→ **Stated goal a**:
Answer these from the blog post below, one line each:
(i) How many years did the writer spend working in corporate America?
(ii) How many shoots did the writer have between Friday and Sunday?
(iii) Whose quotes did the writer come across while looking online?

7.09.2013

Some Scenes From The Weekend And Navigating My New Normal...













In my previous work life, come Friday afternoon, all thoughts of the office receded, and the weekend began. There was very little (if any) cross over. It was, I suppose, "work life balance." I worked and then I lived and the two very (very) rarely commingled.

Not so in my new normal. There is no line really. I write on the weekends, pull product, go to shoots (think about writing, products, and shoots). The girls (and in the case of this past weekend Bryan and my mother) often go with me. Audrey has even started to help beyond just schlepping and hauling, giving me suggestions about ways I could make a piece more fun or interesting (99% of the time she's spot on -- she's good that one).

But after spending 14 years toiling away there, I'm so trained in the ways of corporate America that this blended existence tends to make me feel guilty. Somehow I can't shake the belief that a lack of work boundaries is a bad thing...even if you, gasp, enjoy it.

I was thinking about this a lot on Sunday after the aforementioned family affair of a work weeekend. I was worn out, as due to some scheduling issues, I found myself with three different shoots between Friday and Sunday and the need to return a bulk of my pulls on Saturday. It was more work than I typically do on any weekend, and yet, being able to do it with my tribe made me feel a little bit like I wasn't exactly working. It made it seem a little bit fun. Suffice to say I did not know what to do with that feeling.

So I did what I always do when I don't know what to do about something: I looked at the interwebs (I have a problem, I realize). And I somehow got stuck on Carine Roitfeld. And while I was stuck, I came across a couple of her quotes that made me feel a bit better about the entire enterprise...

Like this one:
I always mix personal life and work, because when you love fashion, it is not work. Fashion becomes a passion. So you don't finish Friday and have the weekend off. You have to mix work with your kids, their education, your family and finally everything comes together very easily. I am very happy with the results. I don't regret anything and I am very close to my family, which was always the most important thing for me. (Hint Mag)

→ **Provided material**:

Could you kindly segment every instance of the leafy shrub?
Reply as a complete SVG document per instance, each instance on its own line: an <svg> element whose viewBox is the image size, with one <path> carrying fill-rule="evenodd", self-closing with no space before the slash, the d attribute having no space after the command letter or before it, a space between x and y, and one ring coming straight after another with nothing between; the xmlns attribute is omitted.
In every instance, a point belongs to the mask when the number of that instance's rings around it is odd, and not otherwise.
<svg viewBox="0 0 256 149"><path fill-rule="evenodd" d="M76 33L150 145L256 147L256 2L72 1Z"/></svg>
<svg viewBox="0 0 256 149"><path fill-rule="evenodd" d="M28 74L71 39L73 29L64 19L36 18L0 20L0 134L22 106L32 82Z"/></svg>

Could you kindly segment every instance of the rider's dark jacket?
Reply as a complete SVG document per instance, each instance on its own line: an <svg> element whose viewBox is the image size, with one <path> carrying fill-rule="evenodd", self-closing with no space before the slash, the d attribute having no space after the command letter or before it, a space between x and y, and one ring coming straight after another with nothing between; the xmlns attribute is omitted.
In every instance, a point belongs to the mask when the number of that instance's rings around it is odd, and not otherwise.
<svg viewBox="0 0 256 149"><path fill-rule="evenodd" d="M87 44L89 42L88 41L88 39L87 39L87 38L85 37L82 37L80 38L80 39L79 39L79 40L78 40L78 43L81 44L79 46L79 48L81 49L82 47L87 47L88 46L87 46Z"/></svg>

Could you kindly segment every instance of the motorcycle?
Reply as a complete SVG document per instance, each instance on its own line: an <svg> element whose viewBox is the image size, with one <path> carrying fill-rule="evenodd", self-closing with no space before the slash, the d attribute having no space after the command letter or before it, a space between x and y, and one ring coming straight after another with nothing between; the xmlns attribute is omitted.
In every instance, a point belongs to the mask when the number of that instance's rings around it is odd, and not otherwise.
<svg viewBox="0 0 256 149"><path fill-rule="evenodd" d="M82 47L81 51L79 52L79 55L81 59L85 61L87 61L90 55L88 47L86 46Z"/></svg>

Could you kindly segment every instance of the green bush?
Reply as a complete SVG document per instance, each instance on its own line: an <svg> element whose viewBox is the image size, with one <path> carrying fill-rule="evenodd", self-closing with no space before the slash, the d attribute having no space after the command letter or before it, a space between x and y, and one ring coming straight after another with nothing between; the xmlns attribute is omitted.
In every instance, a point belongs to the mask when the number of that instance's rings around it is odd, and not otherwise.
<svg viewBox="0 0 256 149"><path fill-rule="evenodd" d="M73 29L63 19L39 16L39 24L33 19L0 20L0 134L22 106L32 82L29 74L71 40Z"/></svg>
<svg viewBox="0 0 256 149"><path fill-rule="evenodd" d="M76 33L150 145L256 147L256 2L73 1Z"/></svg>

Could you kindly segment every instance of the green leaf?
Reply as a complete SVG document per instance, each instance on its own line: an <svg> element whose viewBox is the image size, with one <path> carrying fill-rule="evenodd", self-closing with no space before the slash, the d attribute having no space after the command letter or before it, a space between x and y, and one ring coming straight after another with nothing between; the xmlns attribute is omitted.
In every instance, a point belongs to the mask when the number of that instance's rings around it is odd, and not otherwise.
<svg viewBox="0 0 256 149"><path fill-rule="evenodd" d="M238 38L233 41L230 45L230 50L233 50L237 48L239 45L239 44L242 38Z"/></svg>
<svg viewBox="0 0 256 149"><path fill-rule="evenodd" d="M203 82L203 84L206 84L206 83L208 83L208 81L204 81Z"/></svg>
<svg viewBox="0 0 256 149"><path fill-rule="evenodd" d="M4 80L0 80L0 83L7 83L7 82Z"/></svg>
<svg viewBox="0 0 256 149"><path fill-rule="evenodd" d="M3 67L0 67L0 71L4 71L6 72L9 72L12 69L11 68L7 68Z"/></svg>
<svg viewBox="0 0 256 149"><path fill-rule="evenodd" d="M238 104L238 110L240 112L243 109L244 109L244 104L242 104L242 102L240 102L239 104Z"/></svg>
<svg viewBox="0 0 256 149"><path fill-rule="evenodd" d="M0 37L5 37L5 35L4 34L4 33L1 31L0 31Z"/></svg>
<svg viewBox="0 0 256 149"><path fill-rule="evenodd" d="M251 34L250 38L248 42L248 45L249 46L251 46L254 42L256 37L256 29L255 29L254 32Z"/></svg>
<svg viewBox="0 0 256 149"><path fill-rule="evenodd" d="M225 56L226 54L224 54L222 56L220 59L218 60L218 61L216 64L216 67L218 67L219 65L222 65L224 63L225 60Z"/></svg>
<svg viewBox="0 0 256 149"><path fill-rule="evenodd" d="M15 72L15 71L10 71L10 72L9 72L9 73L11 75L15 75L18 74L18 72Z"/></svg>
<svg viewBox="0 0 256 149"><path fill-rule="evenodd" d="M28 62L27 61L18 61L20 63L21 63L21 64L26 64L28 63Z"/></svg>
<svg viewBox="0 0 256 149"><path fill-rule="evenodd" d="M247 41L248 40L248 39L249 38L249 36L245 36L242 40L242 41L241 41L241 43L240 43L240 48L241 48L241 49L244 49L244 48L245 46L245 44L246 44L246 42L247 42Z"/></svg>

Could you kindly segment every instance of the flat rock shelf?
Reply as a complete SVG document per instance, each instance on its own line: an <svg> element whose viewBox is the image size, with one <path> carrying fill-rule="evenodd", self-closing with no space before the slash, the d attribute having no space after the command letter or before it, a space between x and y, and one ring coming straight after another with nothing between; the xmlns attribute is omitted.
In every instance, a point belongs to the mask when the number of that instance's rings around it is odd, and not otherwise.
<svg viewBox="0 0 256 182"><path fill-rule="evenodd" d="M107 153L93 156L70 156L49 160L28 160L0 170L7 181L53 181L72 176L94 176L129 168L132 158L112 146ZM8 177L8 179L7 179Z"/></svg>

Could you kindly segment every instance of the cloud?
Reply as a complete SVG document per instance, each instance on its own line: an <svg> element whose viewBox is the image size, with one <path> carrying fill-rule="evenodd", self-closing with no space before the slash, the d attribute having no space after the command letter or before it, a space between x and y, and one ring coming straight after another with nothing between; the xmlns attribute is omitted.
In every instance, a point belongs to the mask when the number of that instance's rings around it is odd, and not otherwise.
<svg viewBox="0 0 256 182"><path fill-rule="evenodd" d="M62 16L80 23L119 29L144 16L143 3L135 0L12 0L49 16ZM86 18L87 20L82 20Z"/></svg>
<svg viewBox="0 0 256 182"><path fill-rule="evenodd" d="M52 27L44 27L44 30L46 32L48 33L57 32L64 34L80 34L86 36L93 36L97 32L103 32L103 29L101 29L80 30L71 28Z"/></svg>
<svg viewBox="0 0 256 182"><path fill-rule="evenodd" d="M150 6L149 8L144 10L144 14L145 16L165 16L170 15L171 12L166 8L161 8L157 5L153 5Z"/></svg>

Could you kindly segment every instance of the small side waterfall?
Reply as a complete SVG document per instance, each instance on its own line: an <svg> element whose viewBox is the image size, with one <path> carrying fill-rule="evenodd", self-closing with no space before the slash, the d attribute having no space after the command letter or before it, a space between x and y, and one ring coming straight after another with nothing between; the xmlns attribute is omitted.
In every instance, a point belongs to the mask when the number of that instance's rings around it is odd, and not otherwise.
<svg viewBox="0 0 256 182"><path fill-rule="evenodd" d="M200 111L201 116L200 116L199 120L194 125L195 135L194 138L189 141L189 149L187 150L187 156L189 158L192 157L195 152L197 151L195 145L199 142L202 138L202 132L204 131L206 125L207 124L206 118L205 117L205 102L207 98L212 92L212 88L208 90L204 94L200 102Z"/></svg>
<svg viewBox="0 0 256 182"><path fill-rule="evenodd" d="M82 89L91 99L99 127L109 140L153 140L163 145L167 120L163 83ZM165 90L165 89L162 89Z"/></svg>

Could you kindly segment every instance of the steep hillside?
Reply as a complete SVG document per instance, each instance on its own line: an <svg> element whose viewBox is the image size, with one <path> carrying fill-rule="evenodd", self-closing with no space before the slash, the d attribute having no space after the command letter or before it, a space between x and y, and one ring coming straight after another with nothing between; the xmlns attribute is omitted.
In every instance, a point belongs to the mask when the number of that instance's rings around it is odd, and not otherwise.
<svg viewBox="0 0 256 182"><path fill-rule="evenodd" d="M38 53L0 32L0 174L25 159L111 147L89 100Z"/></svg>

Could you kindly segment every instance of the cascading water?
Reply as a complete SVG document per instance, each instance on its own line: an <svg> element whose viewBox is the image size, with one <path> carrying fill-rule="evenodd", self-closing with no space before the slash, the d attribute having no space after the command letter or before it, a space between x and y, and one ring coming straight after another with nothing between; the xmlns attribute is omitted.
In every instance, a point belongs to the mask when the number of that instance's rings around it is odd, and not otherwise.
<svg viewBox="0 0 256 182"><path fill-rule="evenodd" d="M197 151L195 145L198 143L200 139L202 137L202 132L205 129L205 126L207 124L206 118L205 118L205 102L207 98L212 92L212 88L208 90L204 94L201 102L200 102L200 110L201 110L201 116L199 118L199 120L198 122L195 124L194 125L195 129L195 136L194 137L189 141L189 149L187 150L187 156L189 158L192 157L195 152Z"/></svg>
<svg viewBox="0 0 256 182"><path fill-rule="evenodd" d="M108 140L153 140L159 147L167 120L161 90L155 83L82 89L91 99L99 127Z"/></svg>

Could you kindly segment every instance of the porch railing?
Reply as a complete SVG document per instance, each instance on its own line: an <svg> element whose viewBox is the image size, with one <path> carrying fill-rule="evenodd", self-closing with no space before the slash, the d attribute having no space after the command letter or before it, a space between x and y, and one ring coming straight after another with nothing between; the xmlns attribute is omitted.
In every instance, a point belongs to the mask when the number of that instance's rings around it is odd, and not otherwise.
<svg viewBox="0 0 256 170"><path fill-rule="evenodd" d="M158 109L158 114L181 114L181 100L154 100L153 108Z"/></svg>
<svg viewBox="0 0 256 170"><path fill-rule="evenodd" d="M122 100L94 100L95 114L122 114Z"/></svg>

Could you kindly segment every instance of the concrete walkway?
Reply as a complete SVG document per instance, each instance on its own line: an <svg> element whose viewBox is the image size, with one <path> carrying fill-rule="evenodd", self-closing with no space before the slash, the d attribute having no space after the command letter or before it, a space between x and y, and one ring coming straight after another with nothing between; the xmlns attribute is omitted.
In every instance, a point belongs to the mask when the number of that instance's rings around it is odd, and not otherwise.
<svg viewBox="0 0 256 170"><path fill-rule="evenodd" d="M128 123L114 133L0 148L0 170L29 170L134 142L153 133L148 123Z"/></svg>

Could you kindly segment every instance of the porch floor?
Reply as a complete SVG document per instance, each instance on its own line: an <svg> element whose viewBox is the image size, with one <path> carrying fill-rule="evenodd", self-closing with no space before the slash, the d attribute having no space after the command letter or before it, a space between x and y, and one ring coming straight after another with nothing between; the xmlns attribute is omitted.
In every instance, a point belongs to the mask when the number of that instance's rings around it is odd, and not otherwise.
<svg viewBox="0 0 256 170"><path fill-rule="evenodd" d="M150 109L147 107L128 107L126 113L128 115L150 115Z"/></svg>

→ **Stated goal b**: Gather every line of the records above that contains the word "porch". Case counts.

→ **Task output a**:
(i) 14 years
(ii) Three
(iii) Carine Roitfeld's

→ **Task output b**:
Could you kindly segment every instance of the porch railing?
Could you kindly segment every instance of the porch floor?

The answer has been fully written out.